Copy the material below back word for word, leaving out the pictures.
··· DATASET CONTENT
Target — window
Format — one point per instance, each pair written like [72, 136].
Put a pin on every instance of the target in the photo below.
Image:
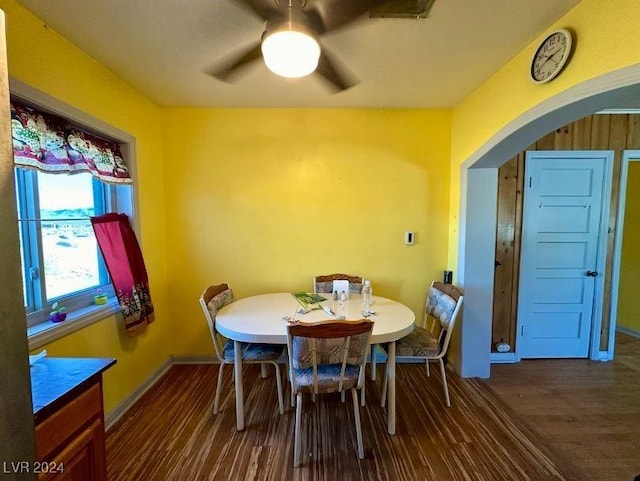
[60, 257]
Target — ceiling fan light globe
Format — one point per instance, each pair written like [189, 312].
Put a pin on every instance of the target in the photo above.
[290, 54]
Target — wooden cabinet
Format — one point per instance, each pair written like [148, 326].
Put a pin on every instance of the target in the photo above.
[70, 438]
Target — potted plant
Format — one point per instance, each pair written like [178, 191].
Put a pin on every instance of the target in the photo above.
[57, 313]
[100, 298]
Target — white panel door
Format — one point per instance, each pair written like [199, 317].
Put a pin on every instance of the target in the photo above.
[561, 228]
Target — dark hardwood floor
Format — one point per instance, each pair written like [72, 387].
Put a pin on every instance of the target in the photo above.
[172, 434]
[587, 413]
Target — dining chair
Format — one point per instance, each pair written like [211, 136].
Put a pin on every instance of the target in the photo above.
[212, 300]
[327, 357]
[324, 284]
[430, 342]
······
(ANSWER BELOW):
Target — window
Format — one point per instance, each pair written like [72, 136].
Put a pin on every instance of the target in the photo below.
Image:
[60, 257]
Target — ceiling fan light globe
Format — one point per instance, each pair written like [189, 312].
Put a pin on every instance of the target in the photo above.
[290, 54]
Target — wooden cabinet
Format — one point per instance, each pair written like [148, 326].
Put a pin on every instance of the target in the photo above.
[70, 438]
Target — potted plant
Format — one point per instance, each pair written like [178, 191].
Put a pin on every instance of the target in the photo above.
[57, 313]
[100, 298]
Target — white panel door
Format — one point per instance, each pair written like [199, 317].
Put a pin on every instance of the target in the photo above.
[561, 228]
Target — dark hardwood floor
Format — one point per instance, each pair written like [72, 387].
Put a pin on every instance of the target in the photo above.
[172, 434]
[587, 413]
Target — dining chair
Format — one point per instance, each pair written like [211, 136].
Put a pin on every instance of the target in the photo above.
[212, 300]
[327, 357]
[324, 284]
[430, 342]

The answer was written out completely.